WHAT IS EXPECTED.
Pull out the fan comments on college football and reproduce them in full, word for word.

EXCERPTED PASSAGE.
⟨

My thoughts exactly. Except for basketball I think it will be a negative, not a positive, because 2 games in a week played 1-2 timezones to the East, week after week, is not going to be good. For UCLA football? Bruins will probably get steamrolled except the Big10 west you never know. Although from the looks of it, ChipK really likes to eat, so maybe all the regional meat ‘n potatoes and fried food will make him a happy camper.
Thanks for the Leach collage Stuart.
There have to be hundreds more funny and off the wall things
If you didnt know he was a football coach you never would have guessed it let alone one of the most innovative. Death to cookie cutter football…..and sounds like it might die here at CU with Lewis
Agree with you ep. Leach was an entertaining personality and an excellent coach. Few are able to say that. Thanks Stuart for posting this.
Is there an easier team to hate than U$C? Watching them get blown out was cathartic even if slightly self destructive, at least from a money standpoint.
Well done Utah, solid program.
Maybe, just maybe, the Utah-CU will be a post turkey-day rivalry game
dang
I have been too busy working . Overlooked this game was last night.
Gotta love it though
the bigger they are the harder they fall.
The best team money can buy went down like a sack of potatoes when their main guy couldnt play. You dont think they have been full of themselves all season do you and thought this one, along with 2 more were already in the books?
I imagine getting ready for next year the spoiled children will simply buy 2 more of the nation’s best QBs for back ups and a plethora of new D players who wont collapse when the going gets tough. Overrated Mr. rice might then get at least a PAC ring.
It was a good game.
Chances are, usc still makes the playoff. That is good for the pac and CU for the cash.
I am sure mekhi and Brenden have zero regrets.

⟩

RECORDED INFORMATION.
⟨

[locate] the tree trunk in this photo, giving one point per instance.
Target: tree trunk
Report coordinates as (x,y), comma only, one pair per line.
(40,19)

⟩

PROBLEM SOLUTION.
My thoughts exactly. Except for basketball I think it will be a negative, not a positive, because 2 games in a week played 1-2 timezones to the East, week after week, is not going to be good. For UCLA football? Bruins will probably get steamrolled except the Big10 west you never know. Although from the looks of it, ChipK really likes to eat, so maybe all the regional meat ‘n potatoes and fried food will make him a happy camper.
Thanks for the Leach collage Stuart.
There have to be hundreds more funny and off the wall things
If you didnt know he was a football coach you never would have guessed it let alone one of the most innovative. Death to cookie cutter football…..and sounds like it might die here at CU with Lewis
Agree with you ep. Leach was an entertaining personality and an excellent coach. Few are able to say that. Thanks Stuart for posting this.
Is there an easier team to hate than U$C? Watching them get blown out was cathartic even if slightly self destructive, at least from a money standpoint.
Well done Utah, solid program.
Maybe, just maybe, the Utah-CU will be a post turkey-day rivalry game
dang
I have been too busy working . Overlooked this game was last night.
Gotta love it though
the bigger they are the harder they fall.
The best team money can buy went down like a sack of potatoes when their main guy couldnt play. You dont think they have been full of themselves all season do you and thought this one, along with 2 more were already in the books?
I imagine getting ready for next year the spoiled children will simply buy 2 more of the nation’s best QBs for back ups and a plethora of new D players who wont collapse when the going gets tough. Overrated Mr. rice might then get at least a PAC ring.
It was a good game.
Chances are, usc still makes the playoff. That is good for the pac and CU for the cash.
I am sure mekhi and Brenden have zero regrets.